### Requirement 1
In the passage on cable franchising, by what date did DPUC order AT&T to apply for a cable franchise?

### Passage to read
[Begin]

DPUC ordered AT&T to (1) apply for a cable franchise by December 31, 2007, (2) cease marketing its service and (3) cease deploying any additional facilities in the state that are intended solely to transmit or distribute video programming until AT&T obtains a franchise. The order permits AT&T to continue (1) serving its existing video subscribers and (2) deploying facilities that are intended for transmitting or distributing voice or data services. AT&T has sought a declaratory ruling in Hartford Superior Court to overturn DPUC's ruling.

LEGISLATIVE OPTIONS

The legislature could wait and see how the courts ultimately rule on the appeal or whether AT&T files a franchise application under current law. Or it could (1) amend PA 07-253 to treat the certificates it authorizes as a cable franchise or (2) take various steps to modify Connecticut's cable franchising law to facilitate the entrance of new participants in the cable market.

Amending PA 07-253

As noted above, PA 07-253 allows entities other than cable companies to provide video programming services if they obtain a certificates of video franchise authority. Certificate holders are subject to certain laws that affect cable companies, notably those dealing with consumer protection and public access television. These provisions operate independently of the cable franchising laws.

Under the act, DPUC must limit its review of the certificate application to whether it provides the information the act requires. DPUC may not conduct a contested case but may submit written questions to the applicant and require written answers regarding the information provided. DPUC may accept written comments and replies from the applicant, OCC, the attorney general, and other interested companies, organizations, and individuals. The comments must be limited to the issue of whether the application complies with the act's filing requirements.

DPUC must issue a certificate within 30 days after notifying the applicant that its application is complete. The certificate must provide a grant of authority to (1) provide video service as requested in the application and (2) use and occupy the public rights-of-way to deliver this service, subject to state law. The certificate must also include a statement that the grant of authority is subject to lawful operation of the video service by the applicant or its successor.

Under 47 USC §, 522, a franchise is an authorization to construct or operate a cable system. The franchise can be designated as a certificate, among other things. The legislature could amend PA 07-53 to provide that (1) the provisions described above apply to all entities, including cable companies; and (2) the certificate constitutes a cable franchise. As noted above, federal law requires that cable companies as defined by federal law obtain franchises, but imposes few specific requirements on franchising authorities. It is unclear whether the certification provisions of PA 07-253 would comport with federal law.

[End]

### Given records

[Begin]

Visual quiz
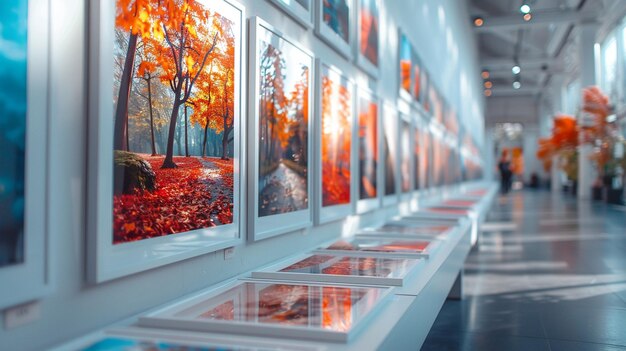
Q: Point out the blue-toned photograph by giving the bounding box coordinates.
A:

[End]
[Begin]

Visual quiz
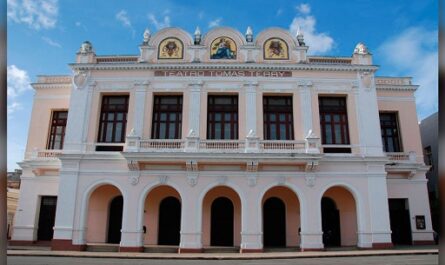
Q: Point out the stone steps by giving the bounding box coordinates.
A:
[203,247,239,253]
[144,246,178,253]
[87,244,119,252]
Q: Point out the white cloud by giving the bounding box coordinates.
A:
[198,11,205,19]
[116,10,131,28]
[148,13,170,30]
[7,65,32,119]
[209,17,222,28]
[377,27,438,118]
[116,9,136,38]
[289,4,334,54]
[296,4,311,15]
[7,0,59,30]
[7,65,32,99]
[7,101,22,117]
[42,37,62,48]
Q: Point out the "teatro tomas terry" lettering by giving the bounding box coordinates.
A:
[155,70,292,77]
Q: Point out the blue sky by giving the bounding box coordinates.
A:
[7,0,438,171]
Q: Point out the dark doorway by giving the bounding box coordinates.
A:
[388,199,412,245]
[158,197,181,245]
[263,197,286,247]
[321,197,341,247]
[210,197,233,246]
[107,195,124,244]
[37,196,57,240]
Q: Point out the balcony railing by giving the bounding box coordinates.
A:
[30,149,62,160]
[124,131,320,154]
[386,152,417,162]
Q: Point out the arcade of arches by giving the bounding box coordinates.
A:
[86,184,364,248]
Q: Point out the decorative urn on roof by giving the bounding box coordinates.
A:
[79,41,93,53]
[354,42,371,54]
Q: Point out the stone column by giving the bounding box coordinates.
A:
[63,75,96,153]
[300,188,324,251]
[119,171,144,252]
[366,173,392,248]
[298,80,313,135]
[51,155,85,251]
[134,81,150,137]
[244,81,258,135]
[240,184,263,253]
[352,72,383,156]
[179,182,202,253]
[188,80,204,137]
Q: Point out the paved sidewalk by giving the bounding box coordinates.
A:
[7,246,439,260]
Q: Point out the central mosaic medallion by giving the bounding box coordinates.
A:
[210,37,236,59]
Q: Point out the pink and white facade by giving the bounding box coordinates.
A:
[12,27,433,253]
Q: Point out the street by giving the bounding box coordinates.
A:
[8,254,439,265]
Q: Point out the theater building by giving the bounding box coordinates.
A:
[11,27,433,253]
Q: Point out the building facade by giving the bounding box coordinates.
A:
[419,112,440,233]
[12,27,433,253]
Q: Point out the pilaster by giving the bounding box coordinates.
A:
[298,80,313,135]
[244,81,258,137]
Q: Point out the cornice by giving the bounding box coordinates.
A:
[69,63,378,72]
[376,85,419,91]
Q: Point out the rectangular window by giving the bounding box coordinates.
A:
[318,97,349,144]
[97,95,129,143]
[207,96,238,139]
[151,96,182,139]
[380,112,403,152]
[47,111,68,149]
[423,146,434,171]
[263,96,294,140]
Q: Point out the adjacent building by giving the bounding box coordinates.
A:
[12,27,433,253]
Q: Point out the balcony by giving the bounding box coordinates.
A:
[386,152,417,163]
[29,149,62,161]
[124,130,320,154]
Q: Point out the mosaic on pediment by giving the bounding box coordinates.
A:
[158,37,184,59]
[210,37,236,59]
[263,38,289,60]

[End]

### Requirement 2
Find each line of the listing that contains the word "stone" and copy those lines.

### Task solution 1
December 31, 2007

### Task solution 2
Q: Point out the stone steps by giving the bounding box coordinates.
Q: Point out the stone column by giving the bounding box coordinates.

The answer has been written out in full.